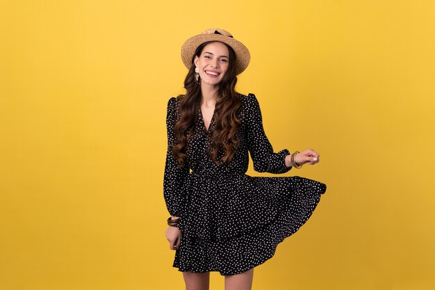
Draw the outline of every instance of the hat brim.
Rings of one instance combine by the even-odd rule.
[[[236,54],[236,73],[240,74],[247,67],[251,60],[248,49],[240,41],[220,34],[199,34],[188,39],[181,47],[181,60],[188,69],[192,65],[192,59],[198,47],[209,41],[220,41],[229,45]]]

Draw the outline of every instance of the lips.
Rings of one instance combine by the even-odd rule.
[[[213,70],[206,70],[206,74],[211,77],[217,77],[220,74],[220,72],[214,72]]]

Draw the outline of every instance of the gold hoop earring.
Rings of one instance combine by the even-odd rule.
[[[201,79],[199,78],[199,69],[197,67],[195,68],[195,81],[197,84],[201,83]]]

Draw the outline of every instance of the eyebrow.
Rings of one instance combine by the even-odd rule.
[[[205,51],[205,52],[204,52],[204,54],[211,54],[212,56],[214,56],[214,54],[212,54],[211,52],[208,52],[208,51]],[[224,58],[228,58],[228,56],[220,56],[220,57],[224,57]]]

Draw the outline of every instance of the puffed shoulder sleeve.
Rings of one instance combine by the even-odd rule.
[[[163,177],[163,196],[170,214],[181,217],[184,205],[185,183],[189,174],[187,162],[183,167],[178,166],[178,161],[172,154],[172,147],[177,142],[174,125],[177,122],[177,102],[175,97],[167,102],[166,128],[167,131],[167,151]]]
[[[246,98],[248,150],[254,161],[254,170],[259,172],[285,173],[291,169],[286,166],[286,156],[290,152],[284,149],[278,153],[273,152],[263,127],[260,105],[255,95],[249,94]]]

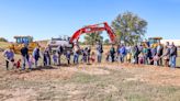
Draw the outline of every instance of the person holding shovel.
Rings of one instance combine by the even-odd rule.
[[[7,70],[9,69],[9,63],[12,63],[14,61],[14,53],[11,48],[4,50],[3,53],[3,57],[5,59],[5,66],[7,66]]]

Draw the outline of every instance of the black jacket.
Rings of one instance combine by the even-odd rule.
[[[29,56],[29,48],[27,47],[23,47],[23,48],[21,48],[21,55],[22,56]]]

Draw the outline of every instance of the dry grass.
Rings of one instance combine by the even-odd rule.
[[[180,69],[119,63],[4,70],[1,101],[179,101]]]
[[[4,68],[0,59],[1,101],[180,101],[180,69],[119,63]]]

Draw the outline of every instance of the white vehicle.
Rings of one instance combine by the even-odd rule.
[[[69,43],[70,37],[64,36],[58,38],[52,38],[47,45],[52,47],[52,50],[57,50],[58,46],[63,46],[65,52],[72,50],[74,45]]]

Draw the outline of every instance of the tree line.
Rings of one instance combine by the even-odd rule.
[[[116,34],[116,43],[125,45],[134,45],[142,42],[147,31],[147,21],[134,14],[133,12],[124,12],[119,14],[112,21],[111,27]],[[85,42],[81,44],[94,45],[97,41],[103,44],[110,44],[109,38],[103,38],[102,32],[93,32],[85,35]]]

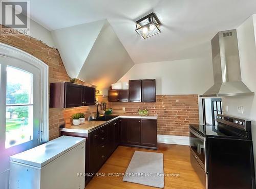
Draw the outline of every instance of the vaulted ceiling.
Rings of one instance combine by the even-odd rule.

**Short problem:** Rewrite the material starting with the line that contains "Draw the outline of every instance of the eyebrow." and going on through the end, replacing "dry grass" with "brown grass" and changing nothing else. Omit the pictures from your answer.

**Answer to the task:**
Draw the outline of every instance of the eyebrow.
Rings of one instance combine by the even-odd rule.
[[[205,51],[205,52],[204,52],[204,54],[211,54],[212,56],[214,56],[214,54],[212,54],[211,52],[208,52],[208,51]],[[224,58],[228,58],[228,56],[220,56],[220,57],[224,57]]]

Draw the outline of every instance of the puffed shoulder sleeve.
Rings of one instance combine by the even-odd rule.
[[[163,177],[163,196],[170,214],[181,217],[184,205],[185,183],[189,174],[187,162],[183,167],[178,166],[178,161],[172,154],[172,147],[177,142],[174,125],[177,122],[177,102],[175,97],[167,102],[166,128],[167,131],[167,151]]]
[[[246,98],[248,150],[254,161],[254,170],[259,172],[285,173],[291,169],[286,166],[286,156],[290,152],[284,149],[278,153],[273,152],[263,127],[260,105],[255,95],[249,94]]]

Draw the outline of every instance of the person holding shovel.
Rings of one instance combine by the even-odd rule.
[[[7,70],[9,69],[9,63],[12,63],[14,61],[14,53],[11,48],[4,50],[3,53],[3,57],[5,59],[5,66],[7,66]]]

Draw the outline of every instance of the black jacket.
Rings of one instance combine by the even-odd rule.
[[[29,56],[29,48],[27,47],[23,47],[23,48],[21,48],[21,55],[22,56]]]

Draw the outline of every instance of the brown grass.
Rings of one instance combine by the even-odd rule.
[[[180,69],[119,63],[4,70],[1,101],[179,101]]]
[[[4,68],[0,59],[1,101],[180,101],[180,69],[119,63]]]

Draw the outline of every instance of the white vehicle.
Rings of one instance combine by the even-odd rule.
[[[69,43],[70,37],[64,36],[58,38],[52,38],[47,45],[52,47],[52,50],[57,50],[58,46],[63,46],[65,52],[72,50],[74,45]]]

Draw the outline of every instance of the tree line.
Rings of one instance combine by the even-odd rule.
[[[116,34],[116,43],[125,45],[134,45],[142,42],[147,31],[147,21],[134,14],[133,12],[124,12],[119,14],[112,21],[111,27]],[[85,42],[81,44],[94,45],[97,41],[103,44],[110,44],[109,38],[103,38],[102,32],[93,32],[85,35]]]

Draw the outline of every instance of the vaulted ceiling.
Rings of one instance combine by the even-odd rule.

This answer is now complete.